WHAT IS EXPECTED - Repeat exactly the lines that run from the start of the records below to the line with "of the thin", including both of those lines but not the pictures.
**********
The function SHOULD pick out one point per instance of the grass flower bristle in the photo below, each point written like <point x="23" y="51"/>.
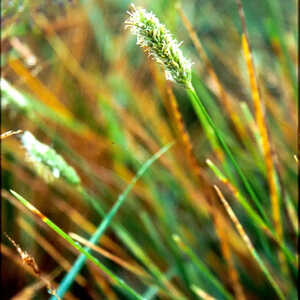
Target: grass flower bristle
<point x="159" y="43"/>
<point x="46" y="161"/>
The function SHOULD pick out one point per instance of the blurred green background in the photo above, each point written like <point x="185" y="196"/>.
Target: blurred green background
<point x="91" y="93"/>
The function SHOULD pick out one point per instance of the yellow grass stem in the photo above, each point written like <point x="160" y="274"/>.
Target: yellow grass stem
<point x="267" y="152"/>
<point x="227" y="254"/>
<point x="249" y="244"/>
<point x="224" y="98"/>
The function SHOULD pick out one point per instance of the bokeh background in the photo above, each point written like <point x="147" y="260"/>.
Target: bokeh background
<point x="100" y="102"/>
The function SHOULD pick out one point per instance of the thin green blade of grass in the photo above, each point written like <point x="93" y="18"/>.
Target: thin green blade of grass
<point x="82" y="250"/>
<point x="251" y="213"/>
<point x="201" y="266"/>
<point x="203" y="114"/>
<point x="77" y="266"/>
<point x="249" y="245"/>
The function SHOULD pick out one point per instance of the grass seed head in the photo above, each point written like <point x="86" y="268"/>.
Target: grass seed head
<point x="47" y="162"/>
<point x="158" y="42"/>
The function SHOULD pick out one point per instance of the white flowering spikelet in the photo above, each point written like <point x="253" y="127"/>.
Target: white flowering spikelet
<point x="158" y="42"/>
<point x="46" y="161"/>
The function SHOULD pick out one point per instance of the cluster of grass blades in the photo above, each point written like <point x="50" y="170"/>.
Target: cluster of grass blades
<point x="184" y="158"/>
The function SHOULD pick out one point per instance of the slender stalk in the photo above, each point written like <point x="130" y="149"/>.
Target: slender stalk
<point x="249" y="244"/>
<point x="82" y="250"/>
<point x="79" y="263"/>
<point x="203" y="115"/>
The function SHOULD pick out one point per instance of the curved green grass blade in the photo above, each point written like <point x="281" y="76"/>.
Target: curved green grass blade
<point x="119" y="282"/>
<point x="70" y="277"/>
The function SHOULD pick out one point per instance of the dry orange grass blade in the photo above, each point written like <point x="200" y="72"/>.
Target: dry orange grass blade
<point x="224" y="98"/>
<point x="249" y="244"/>
<point x="9" y="133"/>
<point x="29" y="260"/>
<point x="50" y="249"/>
<point x="39" y="89"/>
<point x="227" y="253"/>
<point x="262" y="127"/>
<point x="202" y="294"/>
<point x="130" y="266"/>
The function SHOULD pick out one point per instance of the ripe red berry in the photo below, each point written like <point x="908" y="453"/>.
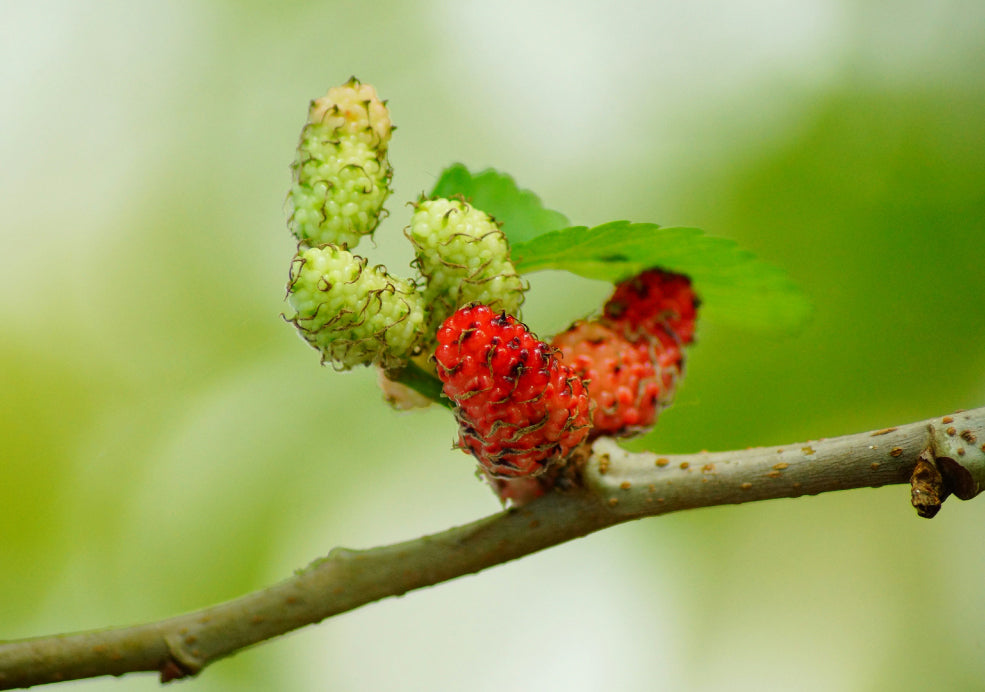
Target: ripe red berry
<point x="629" y="381"/>
<point x="657" y="303"/>
<point x="519" y="409"/>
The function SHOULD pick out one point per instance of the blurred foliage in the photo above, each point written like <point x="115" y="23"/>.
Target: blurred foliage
<point x="166" y="441"/>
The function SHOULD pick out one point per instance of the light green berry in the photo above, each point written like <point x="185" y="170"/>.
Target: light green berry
<point x="464" y="258"/>
<point x="352" y="313"/>
<point x="341" y="172"/>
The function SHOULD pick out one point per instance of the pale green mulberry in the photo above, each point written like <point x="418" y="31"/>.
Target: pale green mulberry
<point x="352" y="313"/>
<point x="341" y="172"/>
<point x="464" y="258"/>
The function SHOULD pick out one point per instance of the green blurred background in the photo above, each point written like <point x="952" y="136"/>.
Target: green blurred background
<point x="166" y="441"/>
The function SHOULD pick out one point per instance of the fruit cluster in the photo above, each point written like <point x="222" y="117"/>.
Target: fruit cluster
<point x="354" y="314"/>
<point x="523" y="406"/>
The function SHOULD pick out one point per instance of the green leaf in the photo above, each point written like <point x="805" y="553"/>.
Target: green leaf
<point x="520" y="211"/>
<point x="733" y="284"/>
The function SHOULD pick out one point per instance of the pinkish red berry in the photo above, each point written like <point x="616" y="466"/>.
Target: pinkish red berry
<point x="519" y="409"/>
<point x="628" y="381"/>
<point x="655" y="303"/>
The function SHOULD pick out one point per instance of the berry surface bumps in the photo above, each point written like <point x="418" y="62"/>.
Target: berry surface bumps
<point x="519" y="409"/>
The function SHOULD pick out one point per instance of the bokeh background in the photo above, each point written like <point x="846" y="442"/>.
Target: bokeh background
<point x="166" y="440"/>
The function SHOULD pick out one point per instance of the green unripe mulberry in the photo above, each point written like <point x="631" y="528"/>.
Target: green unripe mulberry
<point x="464" y="258"/>
<point x="352" y="313"/>
<point x="341" y="172"/>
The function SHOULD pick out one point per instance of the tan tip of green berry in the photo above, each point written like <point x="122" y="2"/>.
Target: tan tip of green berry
<point x="354" y="110"/>
<point x="354" y="314"/>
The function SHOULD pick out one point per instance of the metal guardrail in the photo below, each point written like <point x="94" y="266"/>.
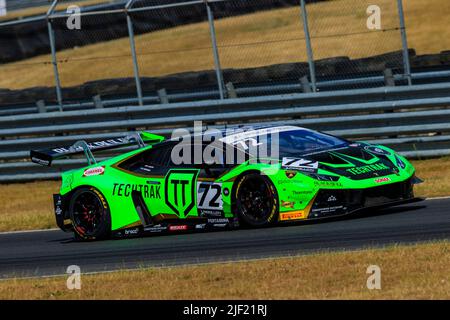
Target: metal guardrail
<point x="272" y="89"/>
<point x="413" y="120"/>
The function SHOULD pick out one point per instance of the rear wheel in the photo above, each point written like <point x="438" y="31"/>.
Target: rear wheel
<point x="90" y="214"/>
<point x="256" y="201"/>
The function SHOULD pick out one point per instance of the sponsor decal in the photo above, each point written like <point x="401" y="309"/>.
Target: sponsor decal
<point x="180" y="191"/>
<point x="327" y="210"/>
<point x="292" y="215"/>
<point x="287" y="204"/>
<point x="400" y="163"/>
<point x="97" y="171"/>
<point x="377" y="150"/>
<point x="290" y="174"/>
<point x="147" y="191"/>
<point x="369" y="168"/>
<point x="331" y="198"/>
<point x="299" y="193"/>
<point x="381" y="180"/>
<point x="327" y="184"/>
<point x="209" y="196"/>
<point x="178" y="227"/>
<point x="131" y="232"/>
<point x="58" y="211"/>
<point x="300" y="164"/>
<point x="218" y="220"/>
<point x="156" y="228"/>
<point x="211" y="213"/>
<point x="220" y="225"/>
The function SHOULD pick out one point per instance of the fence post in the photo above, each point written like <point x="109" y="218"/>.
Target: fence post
<point x="51" y="35"/>
<point x="406" y="64"/>
<point x="218" y="68"/>
<point x="133" y="53"/>
<point x="312" y="69"/>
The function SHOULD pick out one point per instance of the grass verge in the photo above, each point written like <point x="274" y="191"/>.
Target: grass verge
<point x="407" y="272"/>
<point x="29" y="206"/>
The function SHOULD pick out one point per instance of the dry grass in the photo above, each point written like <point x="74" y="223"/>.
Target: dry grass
<point x="253" y="40"/>
<point x="20" y="14"/>
<point x="436" y="173"/>
<point x="407" y="272"/>
<point x="28" y="206"/>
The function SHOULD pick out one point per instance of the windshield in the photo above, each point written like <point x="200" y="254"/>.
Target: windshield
<point x="297" y="142"/>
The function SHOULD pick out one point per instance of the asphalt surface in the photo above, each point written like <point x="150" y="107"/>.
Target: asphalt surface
<point x="51" y="252"/>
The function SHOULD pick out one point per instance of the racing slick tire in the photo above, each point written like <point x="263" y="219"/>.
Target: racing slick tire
<point x="90" y="215"/>
<point x="256" y="201"/>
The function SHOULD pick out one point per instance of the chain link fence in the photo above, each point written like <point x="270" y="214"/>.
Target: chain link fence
<point x="147" y="48"/>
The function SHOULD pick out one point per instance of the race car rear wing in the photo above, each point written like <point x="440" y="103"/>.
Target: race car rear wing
<point x="47" y="156"/>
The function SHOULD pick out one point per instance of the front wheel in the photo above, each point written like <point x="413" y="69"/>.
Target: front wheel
<point x="256" y="200"/>
<point x="90" y="214"/>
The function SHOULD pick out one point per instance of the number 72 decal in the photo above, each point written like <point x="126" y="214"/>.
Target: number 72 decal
<point x="209" y="196"/>
<point x="300" y="164"/>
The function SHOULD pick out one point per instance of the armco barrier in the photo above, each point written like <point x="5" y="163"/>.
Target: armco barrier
<point x="413" y="120"/>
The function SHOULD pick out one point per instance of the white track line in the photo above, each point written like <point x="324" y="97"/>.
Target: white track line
<point x="28" y="231"/>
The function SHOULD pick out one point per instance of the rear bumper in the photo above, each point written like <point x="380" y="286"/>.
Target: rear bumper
<point x="331" y="202"/>
<point x="62" y="213"/>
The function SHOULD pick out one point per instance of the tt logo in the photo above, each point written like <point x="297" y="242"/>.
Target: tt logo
<point x="180" y="191"/>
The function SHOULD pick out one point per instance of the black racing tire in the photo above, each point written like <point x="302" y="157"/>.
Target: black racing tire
<point x="256" y="201"/>
<point x="90" y="215"/>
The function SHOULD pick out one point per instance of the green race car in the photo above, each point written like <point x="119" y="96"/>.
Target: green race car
<point x="301" y="175"/>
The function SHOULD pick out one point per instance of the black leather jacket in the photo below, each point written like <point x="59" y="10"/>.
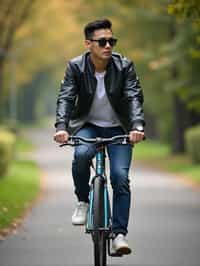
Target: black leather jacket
<point x="78" y="89"/>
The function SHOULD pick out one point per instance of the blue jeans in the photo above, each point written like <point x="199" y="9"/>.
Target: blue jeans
<point x="120" y="159"/>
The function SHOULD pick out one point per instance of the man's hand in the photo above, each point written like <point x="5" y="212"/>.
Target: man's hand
<point x="61" y="136"/>
<point x="136" y="136"/>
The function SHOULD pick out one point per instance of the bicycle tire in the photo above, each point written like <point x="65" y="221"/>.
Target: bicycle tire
<point x="99" y="236"/>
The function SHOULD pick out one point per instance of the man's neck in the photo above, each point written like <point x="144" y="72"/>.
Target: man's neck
<point x="99" y="64"/>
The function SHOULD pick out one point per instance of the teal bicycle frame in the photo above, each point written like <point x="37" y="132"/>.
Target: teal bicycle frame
<point x="99" y="173"/>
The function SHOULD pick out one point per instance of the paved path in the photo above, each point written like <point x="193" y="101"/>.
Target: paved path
<point x="164" y="224"/>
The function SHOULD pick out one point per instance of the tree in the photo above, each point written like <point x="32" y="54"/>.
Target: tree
<point x="12" y="16"/>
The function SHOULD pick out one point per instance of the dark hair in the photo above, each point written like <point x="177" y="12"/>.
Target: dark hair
<point x="96" y="25"/>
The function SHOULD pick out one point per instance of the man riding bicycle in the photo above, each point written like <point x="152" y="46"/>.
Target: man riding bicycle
<point x="100" y="96"/>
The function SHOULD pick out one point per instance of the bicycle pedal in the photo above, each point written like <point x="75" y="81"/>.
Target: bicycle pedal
<point x="115" y="255"/>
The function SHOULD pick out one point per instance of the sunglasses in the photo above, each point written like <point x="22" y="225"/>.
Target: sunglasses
**********
EXERCISE OUTPUT -
The function SHOULD pick out one point per instance of the grass flower bristle in the photo below, each point written like <point x="23" y="51"/>.
Target: grass flower bristle
<point x="159" y="43"/>
<point x="46" y="161"/>
The function SHOULD pick out one point per instance of the blurred green background in the photo above, each point written like <point x="185" y="196"/>.
Target: blurred green background
<point x="91" y="93"/>
The function SHOULD pick out one point per instance of the yellow grass stem in the photo above, each point written like <point x="160" y="274"/>.
Target: yellow grass stem
<point x="267" y="152"/>
<point x="227" y="254"/>
<point x="249" y="244"/>
<point x="224" y="98"/>
The function SHOULD pick out one point per instance of the bokeh background in the photo above, each point written like <point x="147" y="260"/>.
Target: bokeh background
<point x="100" y="102"/>
The function SHOULD pick out one point per instance of the thin green blade of grass in the photo above, each point written like <point x="93" y="18"/>.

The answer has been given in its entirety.